(Natural language region descriptions)
------------------------------------------------

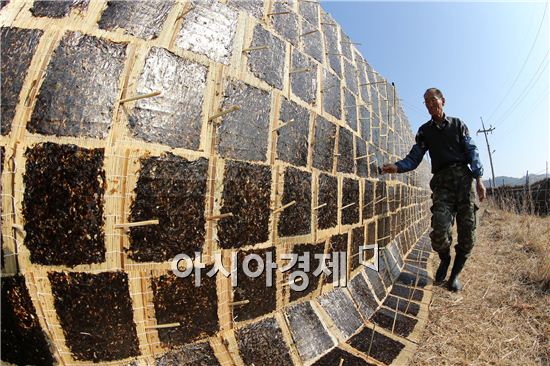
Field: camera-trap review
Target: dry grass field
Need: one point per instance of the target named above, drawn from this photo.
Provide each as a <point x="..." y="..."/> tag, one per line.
<point x="502" y="317"/>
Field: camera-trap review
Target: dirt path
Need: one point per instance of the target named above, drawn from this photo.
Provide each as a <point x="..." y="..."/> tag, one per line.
<point x="503" y="315"/>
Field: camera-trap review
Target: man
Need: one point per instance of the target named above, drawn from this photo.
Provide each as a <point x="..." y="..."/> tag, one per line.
<point x="451" y="150"/>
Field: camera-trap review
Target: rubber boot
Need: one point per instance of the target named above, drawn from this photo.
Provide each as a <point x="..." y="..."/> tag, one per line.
<point x="441" y="273"/>
<point x="454" y="282"/>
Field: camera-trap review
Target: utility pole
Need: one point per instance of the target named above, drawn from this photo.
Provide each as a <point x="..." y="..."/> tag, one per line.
<point x="491" y="129"/>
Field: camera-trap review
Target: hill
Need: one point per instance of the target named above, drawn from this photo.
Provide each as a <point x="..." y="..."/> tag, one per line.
<point x="511" y="181"/>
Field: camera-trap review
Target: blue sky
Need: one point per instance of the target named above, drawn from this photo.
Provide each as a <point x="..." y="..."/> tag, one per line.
<point x="490" y="59"/>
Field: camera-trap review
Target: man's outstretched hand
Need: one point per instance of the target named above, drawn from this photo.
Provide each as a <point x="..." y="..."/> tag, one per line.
<point x="389" y="168"/>
<point x="481" y="191"/>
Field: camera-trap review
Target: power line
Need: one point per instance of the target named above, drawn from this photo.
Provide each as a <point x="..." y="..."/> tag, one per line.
<point x="528" y="88"/>
<point x="531" y="109"/>
<point x="488" y="148"/>
<point x="524" y="63"/>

------------------------------------------------

§ **What this task involves**:
What is needed is an exact transcription of every entry, minus the pictures.

§ **Answer section**:
Field: camera-trap review
Target: dry grass field
Need: one point per instance of the target named above, drawn from this photo.
Provide each as a <point x="..." y="..."/> tag, one per line.
<point x="502" y="317"/>
Field: camera-trap review
Target: dirt path
Need: one point per instance of the target named above, drawn from this photo.
Provide each as a <point x="..." y="..."/> tag, one per line.
<point x="503" y="315"/>
Field: camera-trap review
Target: man
Need: one point per instance of the target named above, drawn from this photo.
Provide each as a <point x="..." y="..."/> tag, one per line.
<point x="451" y="150"/>
Field: camera-trap review
Target: rubber boot
Need: one point per instance of the target named above, drawn from this photo.
Provide each as a <point x="..." y="..."/> tag, one per line.
<point x="441" y="273"/>
<point x="454" y="282"/>
Field: camera-trap review
Target: utility pole
Need: one point per instance of the target named above, drawn from this photo.
Provide each as a <point x="..." y="..."/> tag, one per line.
<point x="491" y="129"/>
Field: camera-trap review
Target: hill
Need: one point per instance of the target named above, drawn from this photo.
Provide each as a <point x="..." y="..."/> tag, one per line.
<point x="511" y="181"/>
Field: camera-trap review
Target: blue sky
Need: one point per instance of the target named above, drawn from this photo.
Provide each as a <point x="..." y="..."/> tag, one per line.
<point x="490" y="59"/>
Field: camera-trap review
Target: man's outstretched hand
Need: one point per instance of the target named above, drawn from this photo.
Provide each as a <point x="..." y="..."/> tag, one per line.
<point x="389" y="168"/>
<point x="481" y="191"/>
Field: camera-trap review
Target: power line
Need: one point per instance of the target named above, drawn from this photo.
Provide each as a <point x="..." y="..."/> tag, one per line.
<point x="528" y="88"/>
<point x="531" y="109"/>
<point x="488" y="148"/>
<point x="524" y="63"/>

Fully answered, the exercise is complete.